Quoted passage:

-- begin --

1. Ports
  2. Port 855

Port 855 is officially unassigned. IANA—the organization that maintains the authoritative registry of port numbers—has kept ports 855-859 in reserve but has never allocated them to any protocol or service.

What "Unassigned" Means

The port number system divides the 65,536 available ports into three ranges:

  • Well-known ports (0-1023) — Reserved for system services and widely-used protocols. Requires administrative privileges to bind to these ports.
  • Registered ports (1024-49151) — Available for applications to register with IANA for specific services.
  • Dynamic/ephemeral ports (49152-65535) — Available for temporary use by client applications.

Port 855 falls in the well-known range. This means it was set aside decades ago when the port system was designed, reserved for protocols that were important enough to need privileged access. But that protocol never came.

Why Unassigned Ports Matter

Not every port needs to be filled. The gaps in the registry tell a story about how the Internet evolved differently than its architects expected.

-- end --

Problem requirements: Reproduce the passage on port 855 word for word, from start to finish. The material that comes next has no connection to the passage on port 855.

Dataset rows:
-- begin --

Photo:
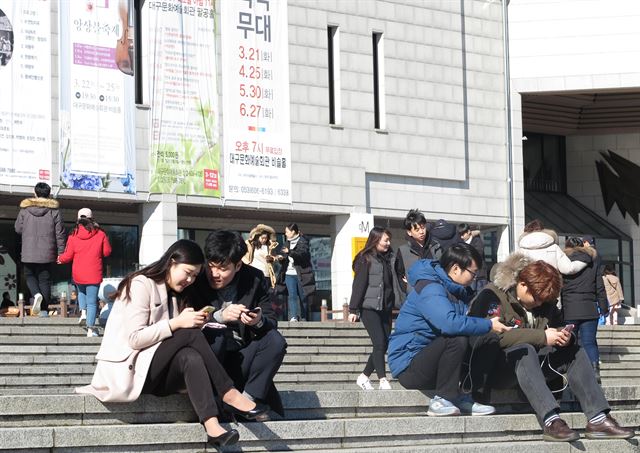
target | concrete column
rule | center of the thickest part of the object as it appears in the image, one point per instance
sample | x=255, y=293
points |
x=159, y=228
x=349, y=229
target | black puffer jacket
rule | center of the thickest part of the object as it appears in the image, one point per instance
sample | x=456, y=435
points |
x=583, y=290
x=40, y=224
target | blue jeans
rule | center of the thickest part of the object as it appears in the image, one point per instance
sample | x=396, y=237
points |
x=297, y=298
x=587, y=330
x=88, y=300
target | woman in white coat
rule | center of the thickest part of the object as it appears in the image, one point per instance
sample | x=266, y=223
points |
x=538, y=243
x=151, y=347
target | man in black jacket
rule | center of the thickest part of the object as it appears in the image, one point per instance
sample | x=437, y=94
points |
x=417, y=246
x=243, y=329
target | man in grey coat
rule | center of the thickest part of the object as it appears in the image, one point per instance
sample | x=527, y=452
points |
x=40, y=224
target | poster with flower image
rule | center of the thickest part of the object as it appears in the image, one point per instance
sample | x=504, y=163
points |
x=183, y=95
x=25, y=81
x=97, y=117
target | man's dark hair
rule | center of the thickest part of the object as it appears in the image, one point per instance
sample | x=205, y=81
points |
x=462, y=254
x=42, y=190
x=463, y=228
x=224, y=247
x=414, y=218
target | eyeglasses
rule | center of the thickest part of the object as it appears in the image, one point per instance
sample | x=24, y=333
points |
x=475, y=274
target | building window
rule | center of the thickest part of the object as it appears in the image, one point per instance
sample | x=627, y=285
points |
x=333, y=48
x=544, y=163
x=379, y=107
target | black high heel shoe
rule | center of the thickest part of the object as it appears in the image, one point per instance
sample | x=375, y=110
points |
x=250, y=415
x=229, y=438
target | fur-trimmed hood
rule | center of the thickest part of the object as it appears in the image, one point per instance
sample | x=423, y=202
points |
x=258, y=229
x=49, y=203
x=537, y=239
x=570, y=251
x=505, y=274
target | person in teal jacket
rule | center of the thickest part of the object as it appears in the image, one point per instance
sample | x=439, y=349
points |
x=431, y=335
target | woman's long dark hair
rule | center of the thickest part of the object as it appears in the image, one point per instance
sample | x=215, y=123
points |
x=182, y=251
x=375, y=236
x=88, y=223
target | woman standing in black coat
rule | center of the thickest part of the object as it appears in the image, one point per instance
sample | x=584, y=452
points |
x=582, y=294
x=375, y=291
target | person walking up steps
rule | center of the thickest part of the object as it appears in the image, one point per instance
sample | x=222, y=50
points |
x=39, y=223
x=376, y=290
x=86, y=247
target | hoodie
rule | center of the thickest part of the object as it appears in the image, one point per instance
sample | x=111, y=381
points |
x=39, y=222
x=583, y=290
x=438, y=309
x=499, y=299
x=86, y=249
x=542, y=245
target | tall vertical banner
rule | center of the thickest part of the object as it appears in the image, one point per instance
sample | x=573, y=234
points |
x=181, y=64
x=97, y=99
x=255, y=100
x=25, y=92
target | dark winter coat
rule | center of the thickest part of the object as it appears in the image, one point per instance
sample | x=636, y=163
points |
x=583, y=290
x=40, y=224
x=86, y=249
x=445, y=234
x=376, y=285
x=302, y=263
x=499, y=299
x=251, y=293
x=411, y=252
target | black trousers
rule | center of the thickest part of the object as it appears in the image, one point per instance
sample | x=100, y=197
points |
x=533, y=371
x=252, y=367
x=186, y=360
x=38, y=278
x=437, y=367
x=378, y=325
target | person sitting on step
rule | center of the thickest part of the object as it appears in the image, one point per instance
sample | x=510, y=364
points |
x=431, y=336
x=540, y=350
x=244, y=332
x=149, y=346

-- end --

Problem solution:
1. Ports
  2. Port 855

Port 855 is officially unassigned. IANA—the organization that maintains the authoritative registry of port numbers—has kept ports 855-859 in reserve but has never allocated them to any protocol or service.

What "Unassigned" Means

The port number system divides the 65,536 available ports into three ranges:

  • Well-known ports (0-1023) — Reserved for system services and widely-used protocols. Requires administrative privileges to bind to these ports.
  • Registered ports (1024-49151) — Available for applications to register with IANA for specific services.
  • Dynamic/ephemeral ports (49152-65535) — Available for temporary use by client applications.

Port 855 falls in the well-known range. This means it was set aside decades ago when the port system was designed, reserved for protocols that were important enough to need privileged access. But that protocol never came.

Why Unassigned Ports Matter

Not every port needs to be filled. The gaps in the registry tell a story about how the Internet evolved differently than its architects expected.